*Goal of the exercise*
The answer must consist of every line below that contains the word "grate".

☆ ☆ ☆

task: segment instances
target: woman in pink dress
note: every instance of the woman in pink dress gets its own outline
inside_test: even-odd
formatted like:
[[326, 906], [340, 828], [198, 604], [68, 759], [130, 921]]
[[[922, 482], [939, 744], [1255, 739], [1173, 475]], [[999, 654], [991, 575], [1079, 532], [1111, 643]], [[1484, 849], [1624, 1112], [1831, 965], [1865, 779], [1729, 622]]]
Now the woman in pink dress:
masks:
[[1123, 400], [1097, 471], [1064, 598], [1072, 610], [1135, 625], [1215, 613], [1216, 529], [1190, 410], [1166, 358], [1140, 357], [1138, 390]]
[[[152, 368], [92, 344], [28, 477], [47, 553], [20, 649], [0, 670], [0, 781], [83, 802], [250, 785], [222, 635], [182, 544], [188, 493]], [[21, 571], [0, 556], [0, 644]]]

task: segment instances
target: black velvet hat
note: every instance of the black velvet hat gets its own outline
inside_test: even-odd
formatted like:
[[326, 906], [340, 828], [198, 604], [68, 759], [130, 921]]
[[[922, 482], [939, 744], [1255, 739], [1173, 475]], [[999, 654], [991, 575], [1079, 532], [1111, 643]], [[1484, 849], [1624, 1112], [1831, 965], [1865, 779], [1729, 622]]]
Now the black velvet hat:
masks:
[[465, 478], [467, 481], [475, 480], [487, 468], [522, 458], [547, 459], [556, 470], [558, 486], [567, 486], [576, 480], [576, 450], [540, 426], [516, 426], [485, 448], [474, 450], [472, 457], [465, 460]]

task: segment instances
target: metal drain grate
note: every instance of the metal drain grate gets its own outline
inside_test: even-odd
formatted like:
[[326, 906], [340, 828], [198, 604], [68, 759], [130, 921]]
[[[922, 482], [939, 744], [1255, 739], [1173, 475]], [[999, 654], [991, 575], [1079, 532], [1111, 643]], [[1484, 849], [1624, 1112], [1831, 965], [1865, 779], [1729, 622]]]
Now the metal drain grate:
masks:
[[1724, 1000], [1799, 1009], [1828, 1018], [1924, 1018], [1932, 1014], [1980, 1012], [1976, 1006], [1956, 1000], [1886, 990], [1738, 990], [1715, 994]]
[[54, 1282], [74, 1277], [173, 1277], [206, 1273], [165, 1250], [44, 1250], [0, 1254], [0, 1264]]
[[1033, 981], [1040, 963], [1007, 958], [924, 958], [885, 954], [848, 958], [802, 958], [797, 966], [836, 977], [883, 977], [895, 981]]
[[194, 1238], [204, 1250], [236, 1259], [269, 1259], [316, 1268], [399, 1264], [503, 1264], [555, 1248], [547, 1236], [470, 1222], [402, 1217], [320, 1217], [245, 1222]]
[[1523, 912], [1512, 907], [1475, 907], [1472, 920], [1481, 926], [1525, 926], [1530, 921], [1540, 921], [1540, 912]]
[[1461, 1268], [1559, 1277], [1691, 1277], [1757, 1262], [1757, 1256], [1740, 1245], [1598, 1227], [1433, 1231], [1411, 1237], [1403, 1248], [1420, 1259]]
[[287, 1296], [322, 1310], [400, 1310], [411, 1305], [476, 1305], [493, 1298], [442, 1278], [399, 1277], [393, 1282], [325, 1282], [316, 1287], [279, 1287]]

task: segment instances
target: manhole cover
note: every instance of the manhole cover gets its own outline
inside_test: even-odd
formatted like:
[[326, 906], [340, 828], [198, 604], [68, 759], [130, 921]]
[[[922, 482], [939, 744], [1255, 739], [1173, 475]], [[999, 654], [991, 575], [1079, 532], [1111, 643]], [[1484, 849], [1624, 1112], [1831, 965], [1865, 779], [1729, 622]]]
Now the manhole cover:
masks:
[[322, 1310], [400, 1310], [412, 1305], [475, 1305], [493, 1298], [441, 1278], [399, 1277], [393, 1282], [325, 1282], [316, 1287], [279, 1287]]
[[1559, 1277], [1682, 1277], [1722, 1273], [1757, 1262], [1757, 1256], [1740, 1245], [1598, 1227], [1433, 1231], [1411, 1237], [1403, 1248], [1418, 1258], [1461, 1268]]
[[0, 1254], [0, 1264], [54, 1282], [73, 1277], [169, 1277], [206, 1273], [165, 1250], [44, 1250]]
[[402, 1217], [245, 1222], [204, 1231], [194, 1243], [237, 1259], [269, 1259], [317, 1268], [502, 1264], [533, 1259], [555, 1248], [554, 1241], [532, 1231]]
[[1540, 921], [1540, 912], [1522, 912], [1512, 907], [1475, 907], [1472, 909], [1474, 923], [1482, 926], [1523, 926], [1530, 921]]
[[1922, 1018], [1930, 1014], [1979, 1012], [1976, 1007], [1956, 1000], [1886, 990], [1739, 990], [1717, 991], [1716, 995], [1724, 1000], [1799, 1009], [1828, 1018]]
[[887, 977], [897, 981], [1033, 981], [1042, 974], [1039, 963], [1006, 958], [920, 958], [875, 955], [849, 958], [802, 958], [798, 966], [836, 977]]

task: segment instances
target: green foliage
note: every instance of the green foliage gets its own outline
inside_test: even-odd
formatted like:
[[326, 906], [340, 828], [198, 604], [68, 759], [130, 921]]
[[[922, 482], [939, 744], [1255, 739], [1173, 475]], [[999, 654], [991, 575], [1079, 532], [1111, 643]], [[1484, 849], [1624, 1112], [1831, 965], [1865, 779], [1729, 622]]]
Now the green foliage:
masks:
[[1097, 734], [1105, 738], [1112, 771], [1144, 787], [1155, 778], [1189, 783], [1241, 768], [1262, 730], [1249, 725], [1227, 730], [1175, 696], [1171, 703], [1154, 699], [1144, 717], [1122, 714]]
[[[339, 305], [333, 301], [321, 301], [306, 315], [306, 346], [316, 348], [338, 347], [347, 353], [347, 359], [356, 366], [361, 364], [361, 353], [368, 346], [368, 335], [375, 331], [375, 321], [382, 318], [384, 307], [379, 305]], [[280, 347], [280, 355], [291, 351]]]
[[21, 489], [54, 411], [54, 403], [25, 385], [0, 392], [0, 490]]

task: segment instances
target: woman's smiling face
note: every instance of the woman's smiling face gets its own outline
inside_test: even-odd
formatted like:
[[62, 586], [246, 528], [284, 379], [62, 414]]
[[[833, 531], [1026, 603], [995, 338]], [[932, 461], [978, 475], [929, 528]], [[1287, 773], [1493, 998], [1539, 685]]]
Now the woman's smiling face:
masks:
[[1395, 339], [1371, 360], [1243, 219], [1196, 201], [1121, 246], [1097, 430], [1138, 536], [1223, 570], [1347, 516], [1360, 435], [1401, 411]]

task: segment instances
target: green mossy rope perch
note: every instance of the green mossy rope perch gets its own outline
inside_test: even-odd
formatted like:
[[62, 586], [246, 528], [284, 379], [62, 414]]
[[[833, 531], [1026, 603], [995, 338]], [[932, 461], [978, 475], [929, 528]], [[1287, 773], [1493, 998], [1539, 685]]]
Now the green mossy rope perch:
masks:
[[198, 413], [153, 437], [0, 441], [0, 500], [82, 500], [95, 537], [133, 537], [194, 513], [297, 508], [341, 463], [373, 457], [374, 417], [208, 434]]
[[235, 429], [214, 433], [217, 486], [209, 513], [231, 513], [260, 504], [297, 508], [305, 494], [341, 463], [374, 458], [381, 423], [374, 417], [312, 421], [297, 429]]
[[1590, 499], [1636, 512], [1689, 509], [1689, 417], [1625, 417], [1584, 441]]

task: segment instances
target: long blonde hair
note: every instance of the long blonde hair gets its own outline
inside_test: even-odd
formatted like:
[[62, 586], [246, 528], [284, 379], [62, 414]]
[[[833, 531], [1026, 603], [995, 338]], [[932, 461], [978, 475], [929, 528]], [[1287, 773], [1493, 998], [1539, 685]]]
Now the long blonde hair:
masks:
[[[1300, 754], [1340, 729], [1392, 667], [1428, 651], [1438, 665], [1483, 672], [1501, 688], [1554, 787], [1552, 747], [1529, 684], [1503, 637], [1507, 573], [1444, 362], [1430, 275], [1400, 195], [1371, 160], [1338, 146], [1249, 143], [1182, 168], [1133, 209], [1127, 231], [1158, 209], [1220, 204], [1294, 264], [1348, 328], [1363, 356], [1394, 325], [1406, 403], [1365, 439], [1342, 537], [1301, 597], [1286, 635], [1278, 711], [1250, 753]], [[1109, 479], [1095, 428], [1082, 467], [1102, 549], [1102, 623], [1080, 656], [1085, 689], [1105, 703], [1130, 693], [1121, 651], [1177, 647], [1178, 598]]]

☆ ☆ ☆

*Written response*
target: metal drain grate
note: every instance of the metal drain grate gets its own outline
Now the metal drain grate:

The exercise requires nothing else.